======== DATA IN THIS EXERCISE
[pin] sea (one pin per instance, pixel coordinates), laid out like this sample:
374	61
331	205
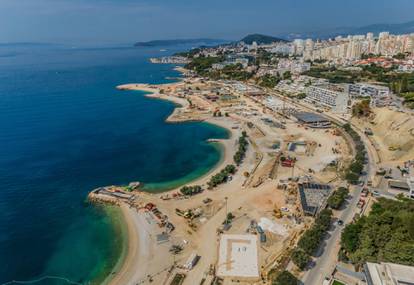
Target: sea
65	130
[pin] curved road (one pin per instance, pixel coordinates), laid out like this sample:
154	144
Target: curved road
325	264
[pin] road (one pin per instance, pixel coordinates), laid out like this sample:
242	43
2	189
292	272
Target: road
326	262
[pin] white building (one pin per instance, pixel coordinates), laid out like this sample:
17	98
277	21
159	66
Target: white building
388	274
335	100
410	182
368	90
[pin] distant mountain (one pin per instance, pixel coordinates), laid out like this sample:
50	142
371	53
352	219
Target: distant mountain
164	43
402	28
260	39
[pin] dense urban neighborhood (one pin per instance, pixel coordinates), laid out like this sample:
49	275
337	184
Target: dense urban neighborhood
318	181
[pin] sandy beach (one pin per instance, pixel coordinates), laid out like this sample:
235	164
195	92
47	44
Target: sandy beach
145	258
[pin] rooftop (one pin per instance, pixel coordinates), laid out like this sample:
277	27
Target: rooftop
389	274
310	117
238	256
================
> [REQUIRED TASK]: Output each line exactly; omit every picture.

> [TASK SOLUTION]:
[pin] sea (one pin per instance, pixel coordinates), laid out like this sample:
374	61
331	205
Target: sea
65	130
[pin] curved road (one pin per instance, pixel coordinates), laid out like this sample:
154	144
Target: curved road
325	264
[pin] road (one pin per instance, pixel coordinates), laid out like this sample:
242	43
2	189
292	272
Target: road
326	262
[pin] white building (one pin per instance, pixel coordinates), laid out like this sample:
17	98
277	21
159	66
Target: white building
388	274
335	100
410	182
368	90
[pin] distant mountain (one pin per instance, pixel coordinates), laid out like this sample:
50	142
371	53
352	219
Target: distant mountain
164	43
402	28
260	39
[pin] dense urban neighborhood (one pin per instance, pixel coordinates), laid out like this sample:
49	275
337	184
Target: dense urban neighborhood
318	181
[pin] sandy beach (one pin per instance, pixel coordinates), laid out like this sample:
235	164
195	92
47	44
Target: sandy beach
145	258
[pin] rooftop (one pin per instance, pixel coordinates), laid out like this sample:
277	27
Target: rooftop
389	274
310	117
238	256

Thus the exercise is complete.